Will you quote all of the data below, line for line and word for word, with nothing changed?
....
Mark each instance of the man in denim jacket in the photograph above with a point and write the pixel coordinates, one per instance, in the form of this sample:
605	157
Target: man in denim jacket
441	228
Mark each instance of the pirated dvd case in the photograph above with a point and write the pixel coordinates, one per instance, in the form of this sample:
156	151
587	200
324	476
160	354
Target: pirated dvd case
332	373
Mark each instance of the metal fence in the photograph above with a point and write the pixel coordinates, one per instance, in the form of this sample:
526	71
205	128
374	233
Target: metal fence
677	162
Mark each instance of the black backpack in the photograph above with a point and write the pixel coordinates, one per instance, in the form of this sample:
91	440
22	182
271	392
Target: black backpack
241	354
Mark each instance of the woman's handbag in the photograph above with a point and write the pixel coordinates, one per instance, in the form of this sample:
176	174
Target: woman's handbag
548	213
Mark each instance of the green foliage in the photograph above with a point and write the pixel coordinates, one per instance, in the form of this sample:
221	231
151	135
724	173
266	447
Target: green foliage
....
» **Solution for this problem**
Mark each instance of the man in denim jacket in the photograph above with a point and write the pixel coordinates, one per instance, in the form of this sample:
605	157
Target: man in denim jacket
441	228
Mark each instance of the pirated dvd case in the photograph above with a point and write the pixel coordinates, one per instance, in the form of this sample:
156	151
587	200
324	476
160	354
Target: pirated dvd case
332	373
Mark each instance of the metal fence in the photograph above with a point and write the pixel coordinates, one per instance, in the form of this sample:
526	71
205	128
374	233
Target: metal fence
677	162
Mark each instance of the black backpack in the photograph above with a point and write the pixel coordinates, one per instance, in the form of this sample:
91	440
22	182
271	392
Target: black backpack
241	354
Mark each instance of the woman's handbag in the photograph above with a point and write the pixel coordinates, one per instance, in the form of this sample:
176	174
Target: woman's handbag
548	213
Mark each instance of the green foliage in the photograph above with a point and write the pixel coordinates, one per instance, in the form of this sample:
221	231
151	135
724	173
266	447
Target: green foliage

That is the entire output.